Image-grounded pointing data
----------

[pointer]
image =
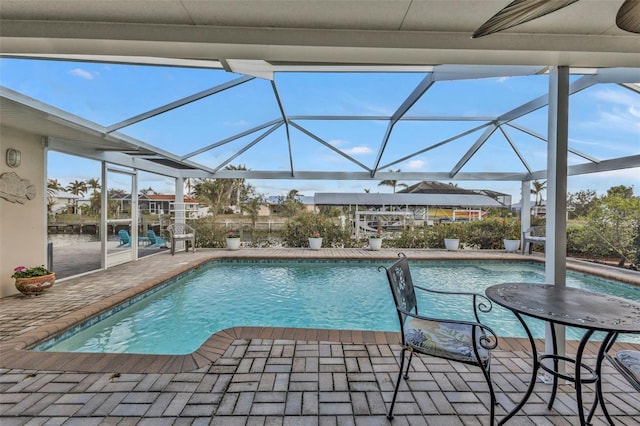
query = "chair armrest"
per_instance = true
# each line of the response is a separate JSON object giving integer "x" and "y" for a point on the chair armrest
{"x": 480, "y": 302}
{"x": 489, "y": 339}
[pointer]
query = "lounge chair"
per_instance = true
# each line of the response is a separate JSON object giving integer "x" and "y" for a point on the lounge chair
{"x": 125, "y": 238}
{"x": 182, "y": 232}
{"x": 155, "y": 241}
{"x": 468, "y": 342}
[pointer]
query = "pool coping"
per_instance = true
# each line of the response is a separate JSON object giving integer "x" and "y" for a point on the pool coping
{"x": 15, "y": 353}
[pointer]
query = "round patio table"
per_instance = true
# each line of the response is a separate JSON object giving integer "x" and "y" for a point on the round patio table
{"x": 575, "y": 308}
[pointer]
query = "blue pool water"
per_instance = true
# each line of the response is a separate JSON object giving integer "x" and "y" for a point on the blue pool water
{"x": 181, "y": 316}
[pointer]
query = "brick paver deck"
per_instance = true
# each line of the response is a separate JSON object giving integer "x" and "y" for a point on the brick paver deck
{"x": 261, "y": 376}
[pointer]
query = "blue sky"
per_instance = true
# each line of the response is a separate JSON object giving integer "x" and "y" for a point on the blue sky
{"x": 604, "y": 121}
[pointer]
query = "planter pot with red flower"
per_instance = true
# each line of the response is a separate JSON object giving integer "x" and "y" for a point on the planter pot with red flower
{"x": 375, "y": 243}
{"x": 33, "y": 281}
{"x": 315, "y": 243}
{"x": 233, "y": 241}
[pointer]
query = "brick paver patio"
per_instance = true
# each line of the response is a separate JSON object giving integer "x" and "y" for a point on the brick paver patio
{"x": 260, "y": 376}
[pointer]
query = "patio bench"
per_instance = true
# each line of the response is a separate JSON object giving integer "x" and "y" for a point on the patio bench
{"x": 533, "y": 235}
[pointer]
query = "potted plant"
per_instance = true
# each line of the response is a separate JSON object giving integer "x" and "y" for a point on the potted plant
{"x": 375, "y": 241}
{"x": 315, "y": 241}
{"x": 233, "y": 241}
{"x": 512, "y": 237}
{"x": 452, "y": 236}
{"x": 33, "y": 280}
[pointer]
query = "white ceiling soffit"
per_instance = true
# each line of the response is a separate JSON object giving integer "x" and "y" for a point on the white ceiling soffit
{"x": 357, "y": 32}
{"x": 133, "y": 60}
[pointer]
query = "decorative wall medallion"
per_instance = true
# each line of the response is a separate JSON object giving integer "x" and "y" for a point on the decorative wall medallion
{"x": 15, "y": 189}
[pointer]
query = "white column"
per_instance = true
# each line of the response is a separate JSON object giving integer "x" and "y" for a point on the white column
{"x": 178, "y": 206}
{"x": 525, "y": 209}
{"x": 104, "y": 207}
{"x": 134, "y": 215}
{"x": 556, "y": 232}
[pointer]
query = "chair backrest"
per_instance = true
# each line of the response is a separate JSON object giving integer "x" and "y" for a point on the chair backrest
{"x": 124, "y": 236}
{"x": 179, "y": 228}
{"x": 401, "y": 285}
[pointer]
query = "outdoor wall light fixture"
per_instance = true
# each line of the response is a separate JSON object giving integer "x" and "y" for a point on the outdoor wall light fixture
{"x": 13, "y": 157}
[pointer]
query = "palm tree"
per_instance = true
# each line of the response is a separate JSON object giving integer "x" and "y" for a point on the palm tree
{"x": 93, "y": 184}
{"x": 77, "y": 187}
{"x": 53, "y": 186}
{"x": 147, "y": 191}
{"x": 393, "y": 183}
{"x": 537, "y": 189}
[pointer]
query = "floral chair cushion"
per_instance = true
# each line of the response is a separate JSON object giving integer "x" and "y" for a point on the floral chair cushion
{"x": 630, "y": 360}
{"x": 443, "y": 339}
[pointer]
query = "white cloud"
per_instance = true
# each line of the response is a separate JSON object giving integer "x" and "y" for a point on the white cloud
{"x": 415, "y": 164}
{"x": 362, "y": 150}
{"x": 84, "y": 74}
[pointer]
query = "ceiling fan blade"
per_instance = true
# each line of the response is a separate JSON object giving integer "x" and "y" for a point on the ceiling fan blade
{"x": 519, "y": 12}
{"x": 628, "y": 17}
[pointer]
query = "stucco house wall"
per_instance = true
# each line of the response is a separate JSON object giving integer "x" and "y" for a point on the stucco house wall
{"x": 22, "y": 226}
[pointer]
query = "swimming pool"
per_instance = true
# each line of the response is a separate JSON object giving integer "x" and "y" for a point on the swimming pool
{"x": 184, "y": 313}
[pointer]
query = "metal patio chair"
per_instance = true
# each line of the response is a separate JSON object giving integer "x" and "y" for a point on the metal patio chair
{"x": 182, "y": 232}
{"x": 154, "y": 240}
{"x": 468, "y": 342}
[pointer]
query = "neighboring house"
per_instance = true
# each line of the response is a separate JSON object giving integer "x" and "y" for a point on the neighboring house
{"x": 165, "y": 204}
{"x": 62, "y": 201}
{"x": 422, "y": 203}
{"x": 502, "y": 198}
{"x": 160, "y": 204}
{"x": 274, "y": 204}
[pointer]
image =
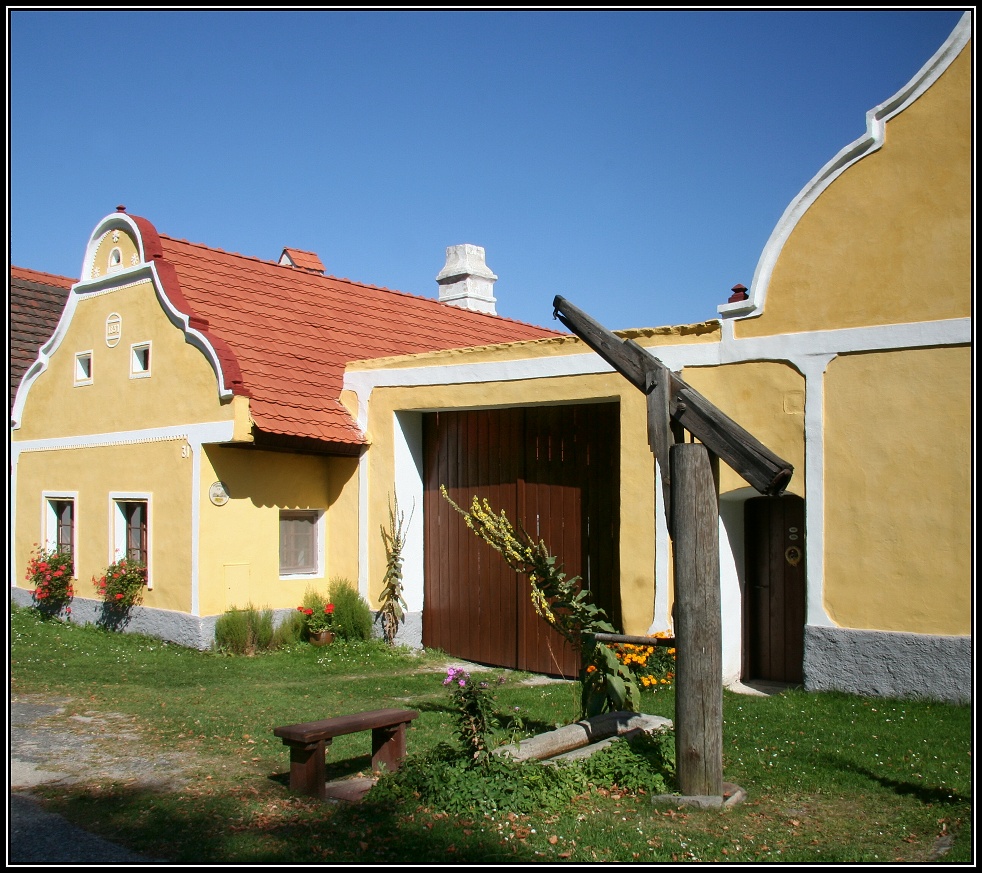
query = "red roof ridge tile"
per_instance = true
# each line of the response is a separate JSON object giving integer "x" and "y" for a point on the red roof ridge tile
{"x": 318, "y": 277}
{"x": 29, "y": 275}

----------

### REQUIRED WORK
Produce the data again character for character, with the images left out.

### RESPONSE AREA
[pointer]
image =
query = "chair armrest"
per_instance = true
# each line of the response is a separate JSON object giving integer "x" and "y" for a point on the chair armrest
{"x": 480, "y": 302}
{"x": 489, "y": 339}
[pointer]
query = "lounge chair"
per_instance = true
# each line of the response is a separate JSON object giving integer "x" and "y" for a point on the lounge chair
{"x": 125, "y": 238}
{"x": 182, "y": 232}
{"x": 155, "y": 241}
{"x": 468, "y": 342}
[pointer]
query = "pool coping"
per_instance = true
# each line of the response is a separate JSON object giving integer "x" and "y" for a point on the pool coping
{"x": 15, "y": 353}
[pointer]
query = "round patio table"
per_instance = true
# each line of the response is a separate JSON object giving integer "x" and "y" for a point on the round patio table
{"x": 575, "y": 308}
[pointer]
query = "blue pool water"
per_instance = true
# each line of the response is a separate JSON object giving integer "x" and "y" for a point on the blue pool water
{"x": 181, "y": 316}
[pointer]
query = "brick paver deck"
per_instance = true
# each line of the response is a separate JSON object giving integer "x" and "y" for a point on the brick paver deck
{"x": 261, "y": 376}
[pointer]
query = "blue sky"
per_instance = true
# each line of the response is a separate JSON object giving integer "x" and "y" for a point on the blue sky
{"x": 604, "y": 121}
[pointer]
query = "planter pot with red flower"
per_instance = true
# each line of the response is a separate JSON object giving integer "x" and "y" for a point on the planter pot with red flower
{"x": 375, "y": 243}
{"x": 33, "y": 281}
{"x": 315, "y": 243}
{"x": 233, "y": 241}
[pointer]
query = "brick paver patio"
per_instance = true
# each line of the response is a separate JSON object giving integer "x" and "y" for a point on the brick paver patio
{"x": 260, "y": 376}
[pointer]
query = "patio bench"
per_instance = true
# each line of the response is a separate JSON object giving integer "x" and "y" for a point on the patio bench
{"x": 533, "y": 235}
[pointer]
query = "potted plant"
per_instance = true
# each line of the response is a separate JSON object giving integer "x" and "y" for a point on the potted plant
{"x": 375, "y": 241}
{"x": 315, "y": 241}
{"x": 233, "y": 241}
{"x": 512, "y": 237}
{"x": 452, "y": 236}
{"x": 33, "y": 280}
[pointer]
query = "white ceiling soffit"
per_instance = true
# each line of the response is a separate JSON object giving integer "x" and "y" for a point on the white ceiling soffit
{"x": 357, "y": 32}
{"x": 133, "y": 60}
[pointer]
query = "decorative wall medallion"
per_instance = true
# each line of the response is a separate JSON object giving integer "x" and "y" for a point on the decorative wall medallion
{"x": 15, "y": 189}
[pointer]
query = "white column"
per_instance = true
# each line of the response is a separate JSON object giving integer "x" and "y" for a point on the white column
{"x": 178, "y": 206}
{"x": 525, "y": 209}
{"x": 104, "y": 207}
{"x": 134, "y": 215}
{"x": 556, "y": 232}
[pointer]
query = "chair backrest"
per_instance = true
# each line of the response is a separate JSON object giving integer "x" and "y" for a point on the chair backrest
{"x": 124, "y": 236}
{"x": 179, "y": 228}
{"x": 401, "y": 285}
[pointer]
query = "outdoor wall light fixture"
per_instance = true
# each line of the response is a separate JSON object giving integer "x" and "y" for a point on the outdoor wall light fixture
{"x": 13, "y": 157}
[pointer]
query = "palm tree"
per_instance = true
# each line of the response is a separate JSON object giving integer "x" and "y" for a point on the palm tree
{"x": 93, "y": 184}
{"x": 77, "y": 187}
{"x": 53, "y": 186}
{"x": 147, "y": 191}
{"x": 393, "y": 183}
{"x": 537, "y": 189}
[pointer]
query = "floral chair cushion"
per_instance = true
# each line of the response is a separate JSON object giving integer "x" and "y" for a point on the floral chair cushion
{"x": 630, "y": 360}
{"x": 443, "y": 339}
[pointer]
query = "white cloud"
per_instance = true
# each line of the response is a separate JSON object giving integer "x" and "y" for a point on the white cloud
{"x": 415, "y": 164}
{"x": 362, "y": 150}
{"x": 84, "y": 74}
[pointer]
query = "ceiling fan blade"
per_instance = true
# each line of the response is a separate JSON object giving integer "x" and "y" for a point on the ceiling fan blade
{"x": 519, "y": 12}
{"x": 628, "y": 17}
[pointer]
query = "stucco house wall"
per_instance = true
# each line of the response is a separate JSON object giving integer "x" and "y" for a point on the stucco house wall
{"x": 22, "y": 226}
[pointer]
query = "swimming pool"
per_instance = true
# each line of the response is a separate JSON object giving integer "x" and "y" for a point on the swimming pool
{"x": 184, "y": 313}
[pointer]
query = "metal patio chair"
per_instance = true
# each line of the response is a separate JSON object giving integer "x" and "y" for a point on the metal patio chair
{"x": 182, "y": 232}
{"x": 154, "y": 240}
{"x": 468, "y": 342}
[pointer]
query = "neighboring house"
per_instance = true
# each line of the response is a separate JSON object giving integer "x" and "y" for a point on the neighboring house
{"x": 165, "y": 204}
{"x": 62, "y": 201}
{"x": 422, "y": 203}
{"x": 502, "y": 198}
{"x": 160, "y": 204}
{"x": 274, "y": 204}
[pointer]
image =
query = "red roof ridge tile"
per_instance = true
# each line of the response is a separate JSON object giving integer "x" and "y" for a point on the red roof ridge tile
{"x": 318, "y": 277}
{"x": 29, "y": 275}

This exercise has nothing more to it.